_The exercise_
Emit only the lines from the line containing "task: mark the region of the white sand" through the last line of the entries, unchanged.

Picture region annotation data
>> START

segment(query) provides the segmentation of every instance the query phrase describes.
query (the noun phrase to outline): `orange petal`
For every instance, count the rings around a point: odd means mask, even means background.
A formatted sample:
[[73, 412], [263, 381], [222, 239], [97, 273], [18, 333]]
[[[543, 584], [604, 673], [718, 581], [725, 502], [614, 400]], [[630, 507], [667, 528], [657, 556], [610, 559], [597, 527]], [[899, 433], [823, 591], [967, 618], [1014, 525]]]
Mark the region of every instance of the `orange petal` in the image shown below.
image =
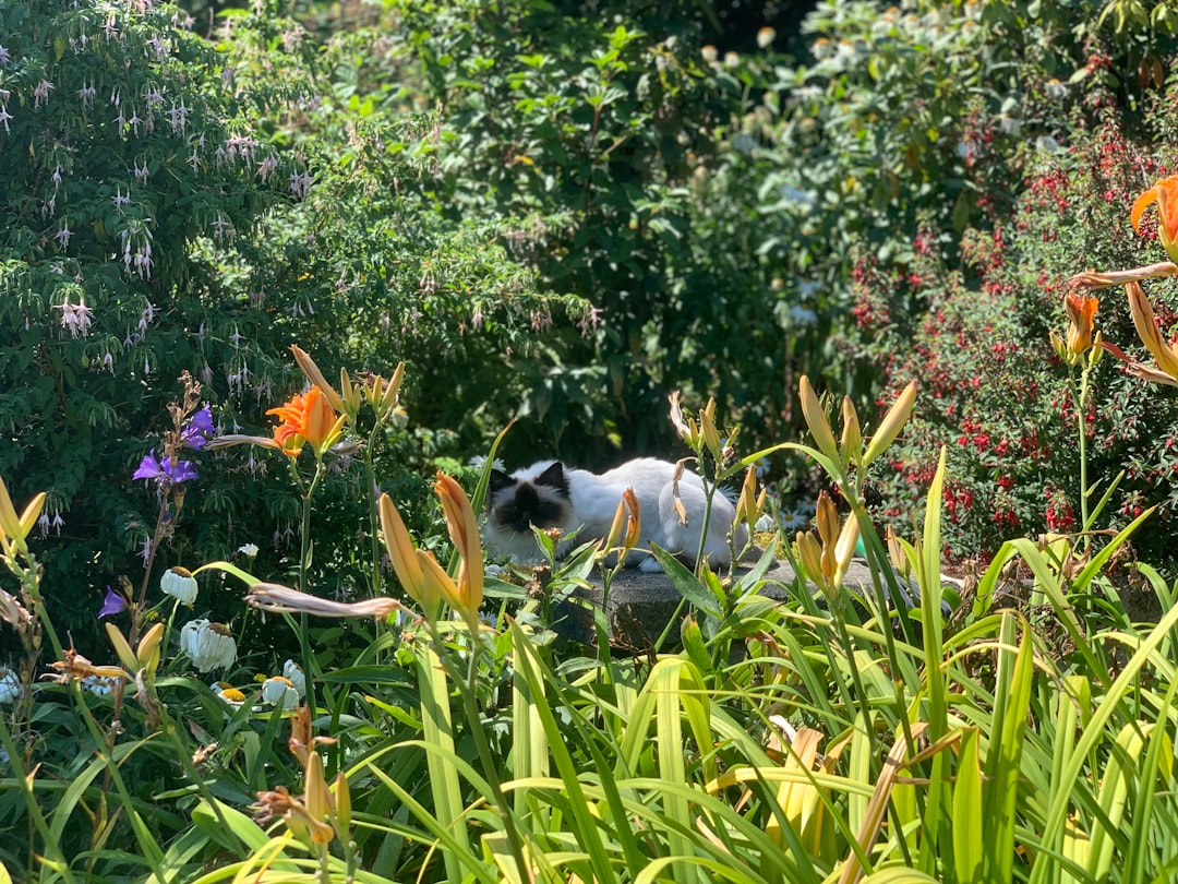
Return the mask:
[[1146, 206], [1157, 198], [1157, 187], [1150, 187], [1133, 202], [1133, 210], [1129, 213], [1129, 219], [1133, 223], [1133, 230], [1138, 233], [1141, 232], [1141, 215], [1145, 212]]

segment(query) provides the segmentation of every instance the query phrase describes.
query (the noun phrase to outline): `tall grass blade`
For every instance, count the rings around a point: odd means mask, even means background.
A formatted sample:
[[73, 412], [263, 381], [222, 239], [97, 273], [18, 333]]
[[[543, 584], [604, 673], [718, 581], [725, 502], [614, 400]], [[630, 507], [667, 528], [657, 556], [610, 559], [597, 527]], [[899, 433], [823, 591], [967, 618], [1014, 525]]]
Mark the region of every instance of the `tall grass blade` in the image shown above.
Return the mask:
[[[437, 652], [429, 646], [429, 642], [422, 642], [418, 649], [417, 671], [421, 678], [422, 734], [425, 743], [441, 750], [441, 753], [426, 753], [434, 812], [439, 825], [450, 832], [457, 849], [470, 853], [471, 845], [463, 819], [458, 771], [445, 761], [445, 756], [455, 753], [454, 724], [450, 718], [450, 682]], [[444, 850], [442, 858], [450, 880], [461, 880], [462, 863], [455, 852]]]

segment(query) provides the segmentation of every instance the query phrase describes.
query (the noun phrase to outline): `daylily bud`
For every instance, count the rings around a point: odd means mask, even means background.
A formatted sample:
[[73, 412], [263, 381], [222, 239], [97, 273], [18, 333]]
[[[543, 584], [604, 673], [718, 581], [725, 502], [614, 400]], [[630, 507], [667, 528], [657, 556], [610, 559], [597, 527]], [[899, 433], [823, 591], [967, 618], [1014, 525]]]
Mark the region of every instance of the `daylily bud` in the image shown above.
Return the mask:
[[11, 539], [12, 546], [18, 552], [22, 553], [28, 548], [25, 545], [25, 537], [28, 536], [29, 532], [33, 530], [33, 526], [37, 525], [44, 506], [45, 492], [40, 492], [28, 502], [25, 512], [18, 516], [16, 508], [12, 504], [12, 499], [8, 496], [8, 488], [5, 486], [4, 480], [0, 479], [0, 534]]
[[298, 344], [291, 344], [291, 352], [294, 354], [294, 362], [298, 363], [300, 369], [303, 369], [303, 374], [306, 375], [306, 380], [323, 390], [324, 398], [327, 400], [336, 411], [344, 411], [343, 398], [340, 398], [339, 394], [336, 392], [336, 389], [327, 383], [327, 378], [325, 378], [323, 372], [319, 371], [319, 367], [315, 364], [315, 359], [311, 358], [310, 354], [298, 347]]
[[892, 567], [895, 568], [896, 574], [907, 578], [908, 572], [912, 570], [912, 563], [908, 561], [908, 556], [900, 545], [900, 539], [895, 535], [895, 529], [891, 525], [887, 527], [885, 536], [887, 537], [887, 555], [892, 560]]
[[[417, 563], [417, 555], [413, 552], [413, 542], [409, 539], [409, 530], [401, 519], [401, 513], [392, 506], [392, 499], [388, 494], [380, 495], [380, 529], [384, 532], [384, 548], [389, 550], [389, 559], [392, 560], [392, 569], [397, 574], [405, 592], [425, 606], [422, 595], [424, 578], [422, 568]], [[434, 600], [431, 600], [434, 601]], [[426, 608], [432, 614], [432, 608]]]
[[670, 422], [675, 424], [675, 430], [679, 433], [680, 438], [682, 438], [687, 444], [694, 450], [696, 447], [697, 433], [695, 429], [695, 422], [688, 421], [683, 417], [683, 405], [680, 402], [679, 390], [674, 390], [670, 394]]
[[826, 420], [826, 411], [810, 387], [809, 378], [802, 375], [798, 382], [798, 396], [802, 403], [802, 416], [806, 425], [809, 427], [810, 435], [818, 450], [825, 454], [835, 463], [839, 462], [839, 447], [834, 443], [834, 434], [830, 431], [830, 422]]
[[[327, 789], [327, 779], [323, 776], [323, 759], [318, 752], [311, 752], [306, 763], [306, 810], [316, 823], [325, 823], [331, 816], [331, 791]], [[331, 840], [333, 830], [327, 826], [316, 826], [311, 829], [311, 840], [316, 844], [326, 844]]]
[[1064, 308], [1067, 311], [1067, 352], [1072, 361], [1092, 348], [1092, 319], [1100, 302], [1086, 295], [1067, 292]]
[[842, 397], [842, 449], [843, 463], [859, 463], [863, 453], [863, 437], [859, 430], [859, 415], [851, 396]]
[[798, 532], [794, 541], [798, 549], [798, 558], [806, 569], [806, 576], [818, 583], [823, 592], [827, 592], [826, 575], [822, 574], [822, 547], [809, 532]]
[[622, 540], [622, 555], [624, 556], [638, 545], [642, 536], [642, 507], [638, 506], [638, 499], [633, 488], [627, 488], [622, 493], [622, 500], [629, 509], [626, 520], [626, 536]]
[[703, 442], [707, 444], [712, 456], [717, 461], [723, 459], [720, 444], [720, 431], [716, 429], [716, 401], [708, 400], [707, 408], [700, 409], [700, 430], [703, 433]]
[[348, 832], [352, 827], [352, 792], [348, 787], [348, 777], [340, 771], [336, 774], [336, 834], [339, 840], [348, 840]]
[[111, 639], [111, 644], [114, 646], [114, 653], [119, 658], [119, 662], [132, 672], [138, 669], [139, 658], [131, 649], [131, 644], [123, 636], [119, 627], [114, 624], [104, 624], [104, 626], [106, 626], [106, 634]]
[[155, 672], [155, 668], [159, 666], [159, 642], [163, 638], [164, 624], [155, 624], [139, 639], [139, 647], [135, 648], [135, 660], [140, 669], [146, 669], [150, 673]]
[[617, 546], [617, 541], [622, 537], [622, 530], [626, 528], [626, 501], [620, 500], [617, 502], [617, 509], [614, 510], [614, 521], [609, 523], [609, 534], [605, 535], [605, 542], [601, 546], [601, 554], [604, 555], [607, 552]]
[[388, 414], [397, 404], [401, 396], [401, 384], [405, 381], [405, 363], [398, 362], [392, 372], [392, 377], [384, 387], [384, 397], [380, 400], [380, 414]]
[[859, 543], [859, 520], [855, 519], [854, 514], [847, 516], [847, 521], [842, 523], [842, 530], [839, 532], [839, 542], [834, 546], [834, 573], [830, 575], [830, 582], [834, 586], [842, 586], [842, 579], [847, 576], [847, 568], [851, 567], [851, 560], [855, 558], [855, 547]]
[[904, 388], [900, 397], [892, 403], [892, 408], [888, 409], [879, 429], [875, 430], [875, 435], [872, 436], [871, 444], [867, 446], [867, 451], [863, 454], [865, 469], [895, 442], [895, 437], [900, 435], [904, 424], [908, 422], [908, 416], [912, 414], [912, 407], [915, 402], [916, 382], [912, 381]]
[[462, 556], [458, 567], [458, 611], [468, 621], [474, 622], [483, 606], [483, 542], [478, 535], [478, 519], [475, 517], [466, 493], [451, 476], [438, 470], [434, 488], [442, 501], [450, 540]]
[[1064, 336], [1059, 334], [1059, 329], [1052, 329], [1047, 332], [1047, 337], [1051, 339], [1051, 349], [1054, 351], [1055, 356], [1063, 362], [1067, 362], [1067, 344], [1064, 343]]
[[822, 540], [823, 547], [834, 548], [839, 537], [839, 510], [830, 500], [830, 495], [820, 492], [818, 504], [814, 508], [814, 523], [818, 527], [818, 535]]
[[356, 415], [360, 413], [360, 396], [364, 390], [362, 387], [353, 384], [352, 378], [348, 375], [348, 369], [339, 369], [339, 398], [343, 401], [343, 408], [340, 409], [350, 421], [356, 421]]

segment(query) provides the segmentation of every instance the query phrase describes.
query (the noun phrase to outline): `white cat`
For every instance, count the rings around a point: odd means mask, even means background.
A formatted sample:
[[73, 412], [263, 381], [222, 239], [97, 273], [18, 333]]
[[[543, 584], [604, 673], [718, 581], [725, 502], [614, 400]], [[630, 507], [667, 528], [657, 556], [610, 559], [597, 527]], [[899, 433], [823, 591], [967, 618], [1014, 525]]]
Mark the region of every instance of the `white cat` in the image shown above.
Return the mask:
[[[706, 490], [700, 476], [683, 471], [679, 480], [679, 497], [687, 513], [684, 523], [675, 508], [675, 469], [676, 464], [668, 461], [640, 457], [601, 475], [568, 469], [560, 461], [541, 461], [510, 476], [502, 470], [492, 470], [487, 543], [517, 562], [534, 562], [540, 554], [532, 526], [560, 528], [565, 534], [577, 530], [574, 540], [557, 546], [557, 554], [565, 555], [573, 546], [605, 537], [622, 493], [633, 488], [641, 509], [638, 548], [649, 549], [650, 543], [656, 543], [694, 563], [700, 548]], [[722, 493], [715, 494], [703, 546], [713, 567], [727, 566], [732, 561], [728, 532], [735, 517], [732, 501]], [[747, 529], [740, 526], [736, 532], [737, 549], [744, 546], [747, 539]], [[637, 565], [641, 570], [662, 569], [649, 552], [635, 550], [626, 563]]]

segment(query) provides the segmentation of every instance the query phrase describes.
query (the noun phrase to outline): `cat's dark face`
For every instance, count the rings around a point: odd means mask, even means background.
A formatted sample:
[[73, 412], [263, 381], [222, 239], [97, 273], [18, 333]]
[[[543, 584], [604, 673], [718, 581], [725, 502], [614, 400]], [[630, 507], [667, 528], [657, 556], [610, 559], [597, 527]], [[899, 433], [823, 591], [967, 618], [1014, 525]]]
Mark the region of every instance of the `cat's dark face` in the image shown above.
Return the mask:
[[514, 479], [502, 470], [492, 470], [488, 501], [495, 529], [528, 536], [531, 536], [531, 526], [565, 527], [573, 509], [569, 483], [560, 462], [535, 479]]

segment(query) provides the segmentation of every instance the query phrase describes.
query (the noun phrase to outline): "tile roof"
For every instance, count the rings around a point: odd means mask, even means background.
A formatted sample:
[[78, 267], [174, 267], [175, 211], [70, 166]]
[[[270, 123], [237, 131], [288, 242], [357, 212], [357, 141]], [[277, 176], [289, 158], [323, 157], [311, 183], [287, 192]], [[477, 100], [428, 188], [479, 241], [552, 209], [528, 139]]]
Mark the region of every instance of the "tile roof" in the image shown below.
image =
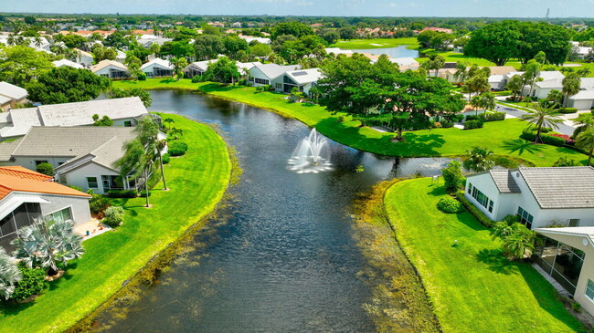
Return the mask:
[[594, 168], [519, 168], [536, 202], [543, 209], [594, 208]]

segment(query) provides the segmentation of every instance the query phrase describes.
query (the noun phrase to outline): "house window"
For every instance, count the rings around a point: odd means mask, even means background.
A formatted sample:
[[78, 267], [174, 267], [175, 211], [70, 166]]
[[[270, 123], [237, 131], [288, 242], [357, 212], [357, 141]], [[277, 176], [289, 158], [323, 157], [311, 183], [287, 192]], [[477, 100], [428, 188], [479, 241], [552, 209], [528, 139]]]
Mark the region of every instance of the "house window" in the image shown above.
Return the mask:
[[518, 207], [517, 214], [520, 217], [520, 223], [525, 224], [526, 228], [532, 229], [532, 222], [534, 220], [534, 216], [532, 216], [528, 212], [525, 211], [522, 207]]
[[87, 177], [87, 183], [89, 184], [90, 189], [99, 188], [99, 183], [97, 182], [97, 177]]
[[588, 279], [588, 286], [586, 286], [586, 296], [594, 301], [594, 282], [590, 279]]

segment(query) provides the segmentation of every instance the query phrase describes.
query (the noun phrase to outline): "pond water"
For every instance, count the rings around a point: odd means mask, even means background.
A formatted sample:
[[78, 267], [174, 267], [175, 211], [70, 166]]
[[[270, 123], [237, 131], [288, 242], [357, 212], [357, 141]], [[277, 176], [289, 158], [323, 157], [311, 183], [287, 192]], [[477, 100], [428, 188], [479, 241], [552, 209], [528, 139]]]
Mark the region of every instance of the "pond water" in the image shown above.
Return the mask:
[[407, 45], [401, 45], [396, 47], [387, 48], [366, 48], [366, 49], [355, 49], [351, 51], [358, 53], [371, 53], [372, 55], [387, 55], [390, 57], [419, 57], [419, 53], [415, 49], [407, 48]]
[[[186, 260], [111, 331], [374, 331], [349, 207], [380, 181], [437, 174], [449, 160], [395, 160], [330, 141], [332, 170], [300, 174], [287, 161], [310, 132], [302, 123], [203, 94], [152, 95], [153, 110], [218, 125], [244, 173]], [[359, 165], [364, 172], [355, 172]]]

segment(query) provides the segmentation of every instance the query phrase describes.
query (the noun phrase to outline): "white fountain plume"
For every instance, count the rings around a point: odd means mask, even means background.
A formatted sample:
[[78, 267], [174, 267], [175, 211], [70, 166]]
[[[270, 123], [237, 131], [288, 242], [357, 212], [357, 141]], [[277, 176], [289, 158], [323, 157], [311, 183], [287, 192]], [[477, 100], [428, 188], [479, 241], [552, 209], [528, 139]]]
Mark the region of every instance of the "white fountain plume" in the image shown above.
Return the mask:
[[303, 138], [288, 161], [289, 170], [298, 173], [317, 173], [332, 170], [328, 140], [315, 129]]

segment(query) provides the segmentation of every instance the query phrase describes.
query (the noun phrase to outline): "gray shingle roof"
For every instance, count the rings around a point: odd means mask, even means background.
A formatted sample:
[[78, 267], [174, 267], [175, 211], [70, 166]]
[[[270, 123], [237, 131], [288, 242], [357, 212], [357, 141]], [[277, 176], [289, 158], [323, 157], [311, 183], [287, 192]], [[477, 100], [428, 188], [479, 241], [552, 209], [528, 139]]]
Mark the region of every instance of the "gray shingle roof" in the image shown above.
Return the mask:
[[517, 172], [541, 208], [594, 208], [592, 167], [520, 168]]
[[519, 193], [520, 188], [512, 176], [509, 170], [491, 170], [489, 171], [491, 178], [495, 182], [497, 189], [502, 193]]

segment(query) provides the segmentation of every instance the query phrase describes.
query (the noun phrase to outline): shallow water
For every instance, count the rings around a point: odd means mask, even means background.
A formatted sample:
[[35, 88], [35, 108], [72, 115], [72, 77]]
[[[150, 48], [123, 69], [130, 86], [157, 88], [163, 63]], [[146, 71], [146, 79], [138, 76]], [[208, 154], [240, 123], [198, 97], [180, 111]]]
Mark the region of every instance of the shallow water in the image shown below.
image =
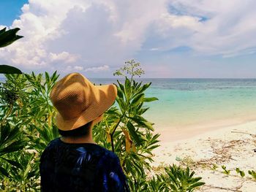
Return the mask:
[[[113, 79], [91, 79], [95, 83]], [[145, 117], [158, 129], [239, 123], [256, 119], [256, 79], [140, 79], [152, 82]], [[226, 122], [227, 123], [227, 122]], [[228, 123], [227, 123], [228, 124]]]

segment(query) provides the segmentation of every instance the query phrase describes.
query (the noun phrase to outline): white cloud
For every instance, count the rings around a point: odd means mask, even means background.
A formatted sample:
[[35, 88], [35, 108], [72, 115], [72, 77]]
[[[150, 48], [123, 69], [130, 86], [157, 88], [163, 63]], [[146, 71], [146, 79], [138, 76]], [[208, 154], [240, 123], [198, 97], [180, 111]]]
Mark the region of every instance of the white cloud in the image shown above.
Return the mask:
[[100, 66], [97, 67], [91, 67], [87, 68], [84, 71], [85, 72], [105, 72], [109, 71], [110, 67], [108, 65]]
[[50, 53], [49, 58], [51, 62], [63, 61], [64, 64], [72, 64], [75, 63], [78, 58], [79, 55], [75, 54], [70, 54], [67, 52], [62, 52], [56, 54]]
[[85, 69], [82, 66], [67, 66], [65, 69], [65, 72], [93, 72], [93, 73], [98, 73], [101, 72], [108, 72], [110, 70], [110, 67], [108, 65], [104, 66], [94, 66], [94, 67], [89, 67]]
[[0, 57], [31, 69], [98, 72], [145, 45], [157, 53], [189, 47], [198, 55], [253, 54], [255, 7], [255, 0], [29, 0], [12, 26], [25, 37]]

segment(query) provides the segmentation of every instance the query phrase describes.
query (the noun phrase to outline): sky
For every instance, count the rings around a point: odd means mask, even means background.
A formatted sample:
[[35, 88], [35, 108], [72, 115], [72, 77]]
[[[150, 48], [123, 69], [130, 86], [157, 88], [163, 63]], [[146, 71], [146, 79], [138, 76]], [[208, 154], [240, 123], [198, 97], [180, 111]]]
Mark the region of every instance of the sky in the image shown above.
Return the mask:
[[0, 29], [24, 38], [0, 64], [24, 72], [113, 77], [255, 78], [255, 0], [0, 0]]

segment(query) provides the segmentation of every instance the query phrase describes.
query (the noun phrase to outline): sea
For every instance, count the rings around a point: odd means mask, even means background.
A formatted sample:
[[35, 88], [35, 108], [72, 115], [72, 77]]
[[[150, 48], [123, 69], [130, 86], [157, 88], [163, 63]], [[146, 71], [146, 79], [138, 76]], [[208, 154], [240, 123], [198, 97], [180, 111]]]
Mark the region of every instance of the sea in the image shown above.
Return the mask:
[[[96, 84], [115, 79], [91, 79]], [[208, 129], [256, 120], [256, 79], [137, 79], [151, 82], [144, 118], [157, 130]]]
[[[97, 85], [117, 84], [115, 78], [89, 80]], [[143, 115], [157, 131], [210, 130], [256, 120], [256, 79], [138, 78], [136, 81], [151, 82], [146, 97], [158, 98], [145, 103], [150, 109]]]

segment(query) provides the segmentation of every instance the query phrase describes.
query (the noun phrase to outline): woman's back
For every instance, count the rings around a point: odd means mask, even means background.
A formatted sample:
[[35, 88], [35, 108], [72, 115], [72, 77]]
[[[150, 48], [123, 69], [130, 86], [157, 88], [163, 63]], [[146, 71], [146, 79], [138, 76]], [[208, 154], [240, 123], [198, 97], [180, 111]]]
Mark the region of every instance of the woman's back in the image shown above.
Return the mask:
[[117, 155], [92, 143], [51, 141], [40, 174], [42, 191], [129, 191]]

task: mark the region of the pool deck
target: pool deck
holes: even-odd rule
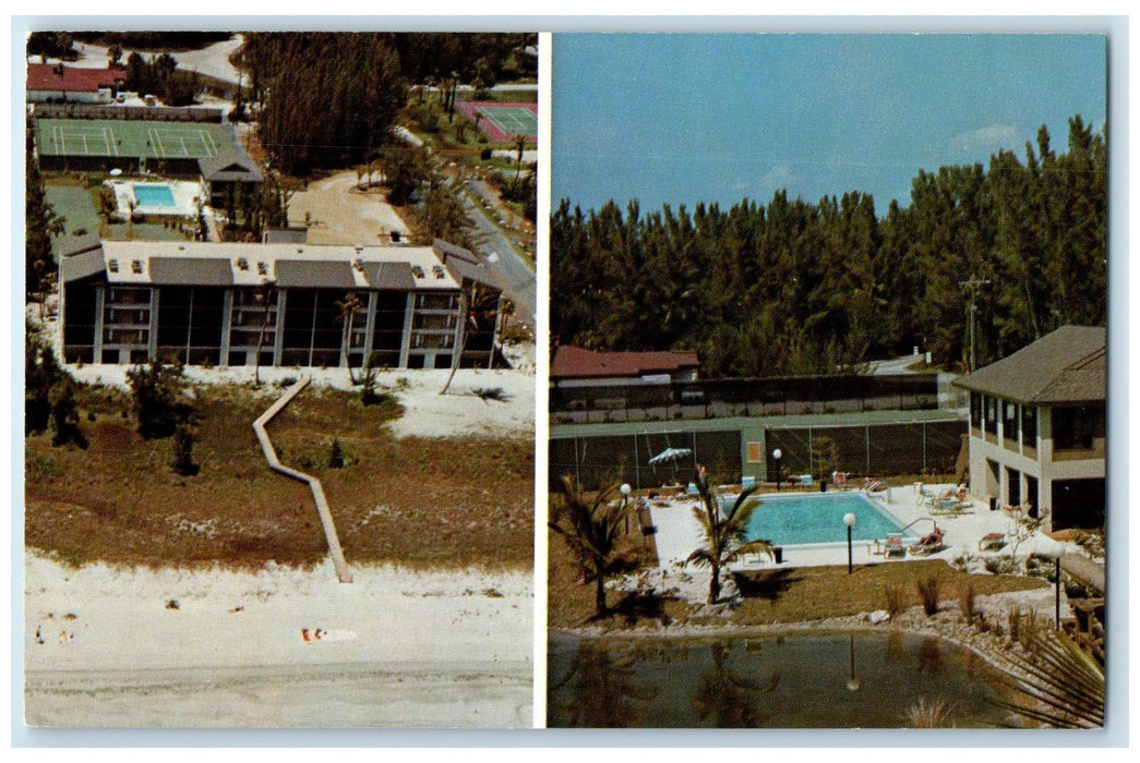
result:
[[[926,485],[925,490],[928,494],[933,493],[935,495],[939,495],[948,487],[952,487],[952,485],[933,484]],[[816,487],[815,490],[819,489]],[[717,492],[722,495],[732,495],[728,487],[718,489]],[[793,489],[782,491],[780,494],[788,495],[796,493],[807,495],[809,494],[809,491]],[[1011,515],[1002,510],[991,511],[987,500],[976,495],[968,495],[966,502],[971,506],[964,508],[963,510],[954,514],[931,515],[930,507],[922,504],[918,500],[919,494],[917,492],[917,485],[890,487],[885,492],[880,491],[863,494],[870,498],[872,502],[878,503],[889,514],[899,519],[903,523],[903,526],[919,520],[913,527],[910,528],[910,531],[907,531],[907,535],[910,535],[910,533],[925,535],[933,530],[933,523],[935,522],[937,522],[939,530],[944,533],[943,542],[945,548],[942,551],[922,556],[913,556],[910,551],[907,551],[905,557],[895,557],[890,559],[889,561],[891,564],[911,559],[945,559],[946,561],[952,561],[964,553],[969,553],[977,558],[1000,555],[1008,556],[1010,553],[1010,545],[1008,543],[999,549],[979,549],[979,543],[986,535],[991,533],[1004,533],[1008,541],[1012,536],[1016,527],[1015,518]],[[763,494],[758,497],[762,501],[764,500]],[[701,528],[697,519],[693,517],[691,508],[698,504],[699,500],[697,498],[684,495],[679,498],[660,499],[657,502],[651,502],[650,512],[652,516],[652,524],[657,527],[654,541],[657,543],[657,553],[660,567],[676,567],[678,564],[683,564],[694,549],[701,547]],[[760,510],[763,511],[763,508]],[[881,540],[882,539],[880,539],[880,550]],[[904,542],[906,545],[913,543],[910,539]],[[1028,553],[1033,545],[1034,542],[1032,540],[1023,542],[1019,548],[1018,556],[1025,556]],[[817,567],[847,564],[846,543],[784,545],[782,549],[783,560],[780,565],[776,565],[767,557],[760,557],[759,560],[750,558],[747,563],[734,563],[732,568],[769,569],[776,566]],[[876,545],[873,542],[856,541],[852,549],[852,560],[854,564],[866,565],[888,561],[881,552],[876,553]]]

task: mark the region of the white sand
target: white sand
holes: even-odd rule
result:
[[[439,394],[447,370],[380,374],[377,384],[406,408],[393,434],[534,436],[534,347],[512,355],[518,370],[462,369],[447,395]],[[125,367],[68,370],[83,382],[125,386]],[[282,392],[274,383],[300,372],[261,369],[267,407]],[[311,374],[312,391],[302,394],[350,386],[344,369]],[[188,368],[187,376],[245,384],[253,369]],[[483,400],[479,388],[502,389],[502,400]],[[32,725],[532,724],[529,572],[356,565],[355,582],[341,584],[328,561],[308,573],[255,575],[76,571],[34,553],[24,572],[25,719]],[[307,643],[302,629],[326,633]]]
[[[309,573],[68,569],[30,553],[26,721],[531,724],[529,574],[353,574],[337,583],[329,563]]]

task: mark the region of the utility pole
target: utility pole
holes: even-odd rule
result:
[[[967,318],[969,320],[969,327],[970,327],[970,374],[974,372],[974,369],[977,367],[978,362],[977,355],[975,353],[975,342],[974,342],[975,327],[977,322],[976,315],[978,312],[978,304],[977,304],[978,287],[988,286],[991,282],[992,281],[988,278],[978,278],[977,276],[970,276],[969,280],[958,282],[959,286],[970,289],[970,306],[967,310]]]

>> END

_Answer to the problem_
task: mark the region of the white sand
target: white sand
holes: even-odd rule
result:
[[[439,394],[447,370],[380,374],[377,384],[406,408],[393,434],[534,436],[534,347],[512,355],[518,370],[462,369],[447,395]],[[125,367],[68,370],[83,382],[125,386]],[[282,392],[274,383],[300,372],[261,369],[267,407]],[[311,374],[312,391],[302,394],[350,386],[344,369]],[[188,368],[187,376],[245,384],[253,369]],[[483,400],[479,388],[502,389],[502,400]],[[32,725],[532,724],[529,572],[356,565],[355,582],[341,584],[328,561],[308,573],[255,575],[76,571],[34,553],[24,572],[25,719]],[[307,643],[302,629],[326,633]]]
[[[309,573],[68,569],[30,553],[26,721],[531,724],[529,574],[353,574],[337,583],[329,563]]]

task: mark the region of the utility pole
target: utility pole
holes: even-odd rule
result:
[[[967,318],[969,320],[969,327],[970,327],[970,374],[974,372],[974,369],[977,367],[978,362],[977,355],[975,353],[975,342],[974,342],[975,327],[977,322],[976,315],[978,312],[978,304],[977,304],[978,287],[988,286],[991,282],[992,281],[988,278],[978,278],[977,276],[970,276],[969,280],[958,282],[959,286],[970,289],[970,306],[967,310]]]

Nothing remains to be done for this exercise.